== Job ==
Can you write out every one of the records below word for word, leaving the pictures out?

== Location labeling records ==
————

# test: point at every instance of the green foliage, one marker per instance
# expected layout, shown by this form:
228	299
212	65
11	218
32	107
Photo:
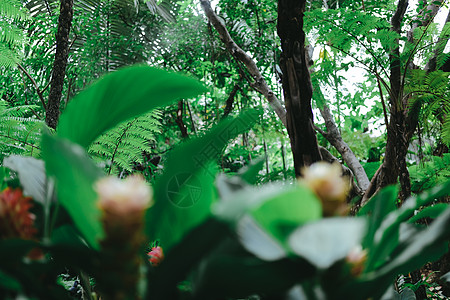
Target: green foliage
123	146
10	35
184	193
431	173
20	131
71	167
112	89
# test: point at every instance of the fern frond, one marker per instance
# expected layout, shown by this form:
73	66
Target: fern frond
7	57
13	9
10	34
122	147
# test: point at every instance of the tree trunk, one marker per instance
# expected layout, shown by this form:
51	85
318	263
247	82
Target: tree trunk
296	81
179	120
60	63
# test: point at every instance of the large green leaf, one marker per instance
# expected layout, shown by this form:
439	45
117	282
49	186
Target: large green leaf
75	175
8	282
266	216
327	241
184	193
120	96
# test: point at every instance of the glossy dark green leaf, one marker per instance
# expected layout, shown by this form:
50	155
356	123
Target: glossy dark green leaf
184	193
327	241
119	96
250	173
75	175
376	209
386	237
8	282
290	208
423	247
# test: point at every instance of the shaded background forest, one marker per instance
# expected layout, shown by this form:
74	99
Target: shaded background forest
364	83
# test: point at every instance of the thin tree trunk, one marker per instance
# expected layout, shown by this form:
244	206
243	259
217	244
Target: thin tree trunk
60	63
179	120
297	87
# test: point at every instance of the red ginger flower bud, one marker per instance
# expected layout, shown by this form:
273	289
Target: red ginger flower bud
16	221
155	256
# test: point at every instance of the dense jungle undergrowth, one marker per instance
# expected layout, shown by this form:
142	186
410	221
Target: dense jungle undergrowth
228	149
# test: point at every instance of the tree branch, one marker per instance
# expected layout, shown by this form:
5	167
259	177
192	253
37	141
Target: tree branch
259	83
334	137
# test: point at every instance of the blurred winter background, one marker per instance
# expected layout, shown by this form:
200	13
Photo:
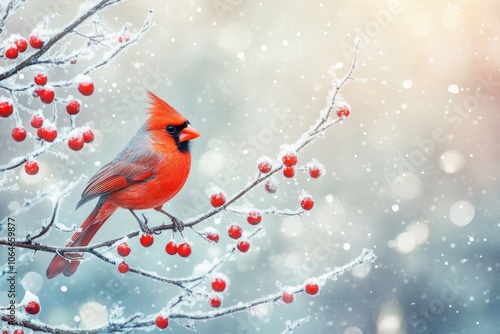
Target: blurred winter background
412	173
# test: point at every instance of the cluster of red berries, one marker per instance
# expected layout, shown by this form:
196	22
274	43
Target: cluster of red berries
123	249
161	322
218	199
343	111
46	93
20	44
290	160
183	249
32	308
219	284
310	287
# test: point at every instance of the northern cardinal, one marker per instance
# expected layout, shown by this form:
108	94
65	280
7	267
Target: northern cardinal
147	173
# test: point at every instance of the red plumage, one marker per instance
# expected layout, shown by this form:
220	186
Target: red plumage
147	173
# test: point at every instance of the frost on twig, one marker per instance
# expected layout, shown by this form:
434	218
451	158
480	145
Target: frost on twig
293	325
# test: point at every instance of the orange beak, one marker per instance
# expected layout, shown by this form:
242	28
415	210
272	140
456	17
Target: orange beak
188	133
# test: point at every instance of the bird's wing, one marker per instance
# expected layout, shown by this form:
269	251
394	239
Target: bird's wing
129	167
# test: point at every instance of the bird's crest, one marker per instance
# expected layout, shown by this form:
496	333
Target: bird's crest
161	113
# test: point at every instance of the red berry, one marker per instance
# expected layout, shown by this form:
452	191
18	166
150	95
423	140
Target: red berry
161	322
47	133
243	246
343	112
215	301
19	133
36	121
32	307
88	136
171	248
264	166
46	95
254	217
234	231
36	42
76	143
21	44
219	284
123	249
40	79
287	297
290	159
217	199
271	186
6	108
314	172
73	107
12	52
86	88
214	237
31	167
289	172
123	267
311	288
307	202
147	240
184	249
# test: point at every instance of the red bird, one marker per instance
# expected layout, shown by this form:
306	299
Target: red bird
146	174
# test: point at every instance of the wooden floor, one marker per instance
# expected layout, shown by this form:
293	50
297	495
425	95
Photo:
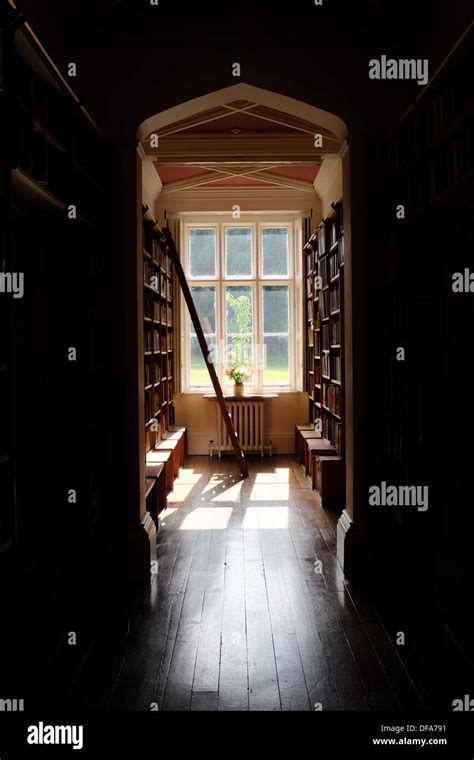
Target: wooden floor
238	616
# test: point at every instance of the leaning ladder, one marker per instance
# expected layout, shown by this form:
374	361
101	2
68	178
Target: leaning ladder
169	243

————

== Response to this task ==
# test: point at every instance of the green foliage, one marker per instance
# expected layout, shown by this form:
228	299
212	65
11	218
32	107
Photo:
Target: green foliage
123	146
10	35
184	193
431	173
20	131
71	167
112	89
# test: point at every instance of the fern frond, one marker per instance
# expected layout, shown by this form:
73	66
Target: fern frond
7	57
13	9
10	34
122	147
# test: point at every instance of the tree trunk, one marker per instance
# expected layout, shown by this form:
51	85
318	263
247	82
Target: tree trunk
296	81
179	120
60	63
# test: point at every instance of the large green leaf, one marker per instance
# expected layout, shown by this form:
439	45
117	282
49	186
Target: large green leaf
75	175
8	282
266	216
327	241
184	193
120	96
# test: point at every instance of the glossy dark green leaf, one marker per instance
# expected layout, shown by this form:
50	155
356	123
Target: glossy dark green leaf
184	193
327	241
119	96
250	173
75	175
376	209
386	237
8	282
290	208
423	247
# test: point at every instance of the shaded background forest, one marker per instance
# expected layout, shown by this form:
74	99
Target: shaded background forest
364	83
# test: point at every instance of the thin tree trunk, one marker per instance
# expected layout, shown by this form:
244	206
243	259
217	244
Target: thin tree trunk
60	63
179	120
297	87
# test: point at every instance of the red ginger flower bud, one marker per instance
# expected layout, shown by this form:
273	289
Target: red ginger flower bud
16	221
155	256
# test: point at every instance of the dense jungle undergrowth, one marker per instance
# expected layout, shown by this form:
142	186
410	221
Target: dense jungle undergrowth
228	149
# test: point at every instance of the tree branch, one marker per instance
# expected layout, shown by this form:
5	167
259	177
192	253
37	141
Target: tree branch
259	83
334	137
# test: point at every instance of the blurred winter background, one marker per instance
# expected layout, shown by this form:
200	13
Photo:
Target: blurred winter background
412	173
# test: point at every instance of the cluster of red berries, one marker per instance
# expected layout, shown by this form:
196	22
274	43
Target: cluster of red berries
123	249
161	322
218	199
343	111
46	93
20	44
290	160
183	249
32	308
219	284
310	287
# test: point at every instance of the northern cardinal, one marker per instance
# expected layout, shown by this form:
108	94
65	280
7	267
Target: northern cardinal
147	173
# test: point at every instance of the red plumage, one marker per instance
# expected layout, shown by this form:
220	186
Target: red plumage
147	173
# test: point at every instance of the frost on twig, one marker per instance
# expected layout, shown by this form:
434	218
451	158
480	145
Target: frost on twig
293	325
# test: point at every instance of the orange beak, one marker per instance
# expected layout, shown by this form:
242	28
415	210
272	140
456	17
Target: orange beak
188	133
# test: point at every instance of the bird's wing, one marker per instance
# expected layout, shown by this form:
269	251
394	239
Target: bird's wing
129	167
# test: point at every instance of the bird's crest, one marker per instance
# expected layout, shown by this form:
496	333
Target: bird's crest
161	113
# test: point at every instance of the red berry, one marker per instance
# expected layout, shown by this form:
452	191
18	166
150	95
423	140
Target: red berry
161	322
47	133
243	246
343	112
215	301
19	133
36	121
32	307
88	136
171	248
264	166
46	95
254	217
234	231
36	42
76	143
21	44
219	284
123	249
40	79
287	297
290	159
217	199
271	186
6	108
314	172
73	107
12	52
86	88
214	237
31	167
289	172
123	267
311	288
307	202
147	240
184	249
# test: point at every instance of the red bird, one marker per instance
# expected layout, shown by this form:
306	299
Target: red bird
146	174
# test: point at every instance of the wooden floor, one marker per instance
# expected layout, shown by this form:
293	50
297	495
425	95
Photo:
Target: wooden floor
238	616
# test: point at every instance of the leaning ladder, one marker per instance
# expected layout, shown by this form:
374	361
101	2
68	178
Target: leaning ladder
169	243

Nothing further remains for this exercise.